───── Extracted records ─────

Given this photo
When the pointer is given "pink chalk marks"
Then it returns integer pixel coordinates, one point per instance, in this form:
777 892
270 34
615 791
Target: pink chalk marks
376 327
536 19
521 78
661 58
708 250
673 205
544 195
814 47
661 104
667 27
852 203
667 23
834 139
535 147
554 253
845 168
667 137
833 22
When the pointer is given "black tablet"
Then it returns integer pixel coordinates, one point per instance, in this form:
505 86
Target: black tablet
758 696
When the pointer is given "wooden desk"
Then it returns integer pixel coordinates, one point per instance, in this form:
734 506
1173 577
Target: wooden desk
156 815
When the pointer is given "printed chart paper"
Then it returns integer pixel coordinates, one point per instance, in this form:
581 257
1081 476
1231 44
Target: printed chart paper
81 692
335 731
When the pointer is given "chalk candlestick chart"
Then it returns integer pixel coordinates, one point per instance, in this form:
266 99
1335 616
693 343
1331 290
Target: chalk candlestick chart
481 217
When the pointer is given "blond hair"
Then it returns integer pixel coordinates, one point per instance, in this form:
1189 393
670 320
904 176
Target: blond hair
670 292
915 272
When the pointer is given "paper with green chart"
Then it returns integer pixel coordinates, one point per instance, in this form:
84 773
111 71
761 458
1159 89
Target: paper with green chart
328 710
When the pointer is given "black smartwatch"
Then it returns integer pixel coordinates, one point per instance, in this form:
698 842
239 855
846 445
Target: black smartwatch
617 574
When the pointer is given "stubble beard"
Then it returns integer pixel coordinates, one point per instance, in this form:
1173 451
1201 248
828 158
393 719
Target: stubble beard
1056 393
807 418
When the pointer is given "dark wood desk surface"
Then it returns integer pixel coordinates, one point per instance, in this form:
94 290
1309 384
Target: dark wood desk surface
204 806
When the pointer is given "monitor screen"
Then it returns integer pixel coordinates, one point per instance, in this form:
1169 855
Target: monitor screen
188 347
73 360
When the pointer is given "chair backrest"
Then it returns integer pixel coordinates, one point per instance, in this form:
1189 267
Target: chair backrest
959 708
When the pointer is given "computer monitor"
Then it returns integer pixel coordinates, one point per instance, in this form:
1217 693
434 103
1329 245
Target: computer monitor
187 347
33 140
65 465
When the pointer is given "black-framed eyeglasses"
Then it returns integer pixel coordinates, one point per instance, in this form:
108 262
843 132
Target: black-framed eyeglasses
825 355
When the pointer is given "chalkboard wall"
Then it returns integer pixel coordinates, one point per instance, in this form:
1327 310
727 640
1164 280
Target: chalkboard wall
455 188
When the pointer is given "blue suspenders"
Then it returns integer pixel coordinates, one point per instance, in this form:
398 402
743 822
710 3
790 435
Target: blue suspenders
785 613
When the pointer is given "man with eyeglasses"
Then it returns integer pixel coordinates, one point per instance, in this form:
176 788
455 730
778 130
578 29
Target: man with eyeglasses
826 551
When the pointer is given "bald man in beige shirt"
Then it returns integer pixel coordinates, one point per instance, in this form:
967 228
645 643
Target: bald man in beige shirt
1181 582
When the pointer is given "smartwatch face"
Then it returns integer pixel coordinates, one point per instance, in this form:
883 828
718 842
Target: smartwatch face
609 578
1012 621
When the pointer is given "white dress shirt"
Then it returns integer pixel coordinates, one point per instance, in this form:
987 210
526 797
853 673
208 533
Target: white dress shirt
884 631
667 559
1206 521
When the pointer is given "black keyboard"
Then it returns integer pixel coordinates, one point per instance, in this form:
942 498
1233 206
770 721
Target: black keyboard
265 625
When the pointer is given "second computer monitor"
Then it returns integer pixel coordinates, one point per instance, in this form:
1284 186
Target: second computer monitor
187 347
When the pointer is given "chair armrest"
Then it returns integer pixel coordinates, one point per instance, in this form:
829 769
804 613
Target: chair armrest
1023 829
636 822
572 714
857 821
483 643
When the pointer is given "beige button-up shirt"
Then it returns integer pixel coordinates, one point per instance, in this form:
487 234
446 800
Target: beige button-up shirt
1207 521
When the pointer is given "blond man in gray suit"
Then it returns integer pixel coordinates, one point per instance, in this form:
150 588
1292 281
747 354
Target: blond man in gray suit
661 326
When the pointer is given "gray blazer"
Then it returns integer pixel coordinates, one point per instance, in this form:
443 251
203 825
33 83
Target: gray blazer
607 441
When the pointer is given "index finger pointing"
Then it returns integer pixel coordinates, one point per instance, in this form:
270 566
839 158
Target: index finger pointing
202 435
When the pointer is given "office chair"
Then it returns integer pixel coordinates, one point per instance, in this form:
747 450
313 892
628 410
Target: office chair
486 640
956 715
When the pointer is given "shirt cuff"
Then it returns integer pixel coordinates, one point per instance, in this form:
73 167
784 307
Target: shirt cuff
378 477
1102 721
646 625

─────

▶ [Exercise brief]:
The records above should be duplicated in full, exactly as given.

▶ [Answer for this exercise]:
Given this photo
When the pointer is given "pink chalk marks"
Then it returns integer pixel coordinates, one point per instance, in this form:
777 892
270 34
615 791
Target: pink chalk marks
376 327
536 19
521 78
661 58
708 250
673 205
544 195
814 47
661 104
667 27
852 203
667 23
834 139
535 147
554 253
845 168
667 137
833 22
When the pointer is given "black tablet"
Then it returns integer pixel coordinates, one point per instance, in this form:
505 86
Target: black tablet
758 696
When the pointer is given "wooden desk"
Then it returns integer pixel coordinates, one point per instance, in this form:
734 506
1173 577
Target: wooden desk
156 815
When the pointer is given "printed chart paper"
Then it returns integer pixel coordinates, one point per instance, in this form:
581 257
1081 476
1231 44
Target: printed chart paper
81 692
335 731
When the pointer is given "chalk candlestick chart"
Then it returns integer pixel coordinates, one point per instance, in this form:
266 99
1335 616
693 343
1331 290
Target: chalk candlestick chart
481 217
When the pointer is given "blond hair"
Then it returns integer pixel coordinates, one point per instance, in this form:
1189 393
670 320
904 176
Target: blond hair
670 292
915 272
When the pointer is given "paper with green chart"
Then it returns integer pixel coordinates, one point per instance, in this form:
84 773
111 71
761 458
1159 89
Target: paper with green chart
328 710
When the pointer is given "black smartwatch"
Then it returns integer pixel coordinates, one point per instance, in this form:
698 842
239 855
846 445
Target: black smartwatch
617 574
When the pointer is given "stubble beard"
Then it returns integer pixel coordinates, one point per instance, in this form:
1173 451
1201 248
828 158
393 719
Target: stubble beard
1056 393
807 418
When the pointer is given "dark wood desk surface"
Then it returns integer pixel coordinates, one point per instance, in this form:
94 290
1309 384
Target: dark wood desk surface
204 806
When the pointer is given "monitor screen"
Then it returns integer pixel coordinates, one point per instance, in this form:
1169 855
Target: monitor screen
188 347
73 360
When the pointer is given "chair backrest"
Then it returns integer pixel coordinates, one point per instance, in this form:
1189 267
Target: chair backrest
959 708
When the pointer is given "computer monitor"
Then it returns integer pixel coordinates, one point per instance, in this form:
1217 693
434 103
1329 245
Target: computer monitor
187 347
33 140
65 465
When the pointer is given "black-framed eyeglasses"
Then it returns integer pixel coordinates, one point per instance, in this form:
108 262
843 132
Target: black-framed eyeglasses
825 355
When the pointer is given "chalkboard wall"
Then it returns integer pixel coordinates, one point per instance, in this form:
1327 310
727 640
1164 280
Target: chalkboard wall
455 188
When the pointer is given "blue suspenders"
Then it returns integer pixel coordinates, one point per instance, in this form:
398 402
743 822
710 3
790 435
Target: blue suspenders
785 613
When the pointer is given "man with eyeglasses"
Then it returns integer pixel coordinates, one point per instance, in this form:
176 788
455 730
778 130
578 29
Target: man with eyeglasses
826 551
When the pointer is given "bald man in beige shirt"
Then it returns integer pixel coordinates, one point per instance, in this form:
967 228
645 643
Target: bald man in beige shirt
1181 582
When the pointer is given "smartwatch face"
Then it returns integer pixel coordinates, one point per instance, in this form:
883 828
718 842
Target: smartwatch face
609 578
1012 621
When the pointer is given "white dress shirt"
Then it returns integer pixel coordinates, one point per instance, in this form:
987 210
526 797
853 673
208 533
Target: white dress shirt
884 631
667 559
1206 521
When the pointer is given "black keyboard"
Then it returns integer pixel coordinates, one point per instance, in this form:
942 498
1233 206
770 721
Target: black keyboard
265 625
When the pointer is given "second computer monitor"
Then it returns integer pixel coordinates, one point per instance, in this form:
1284 186
Target: second computer monitor
187 347
When the pointer is given "chair armrest"
Then it returns integer pixel coordinates, one point per instance, in this form:
829 769
804 613
Target: chair armrest
1023 829
636 822
572 714
857 821
483 643
When the pointer is given "beige button-up shirt"
Then it returns integer pixel coordinates, one point per instance, in this form:
487 234
446 800
Target: beige button-up shirt
1207 521
When the pointer is given "blond man in gray suit"
Then it returns integer pixel coordinates, one point per instance, in this form:
150 588
1292 281
747 354
Target: blond man in gray suit
661 326
When the pointer is given "gray blazer"
Then it returns integer pixel coordinates, one point per instance, in this form:
443 251
203 825
33 83
Target: gray blazer
607 441
When the pointer is given "index finger pointing"
Then it returns integer pixel coordinates, one point per instance, in this form:
270 566
839 158
Target: index finger pointing
202 435
When the pointer is given "office chair"
Then it returns integer pixel coordinates, one point per instance, in this form:
747 450
313 892
628 410
Target: office chair
486 640
956 715
When the pointer is given "shirt cuff"
Then it returns integer pixel coordinates, one point per instance, in this form:
73 167
784 307
Target: shirt cuff
378 477
1102 721
646 625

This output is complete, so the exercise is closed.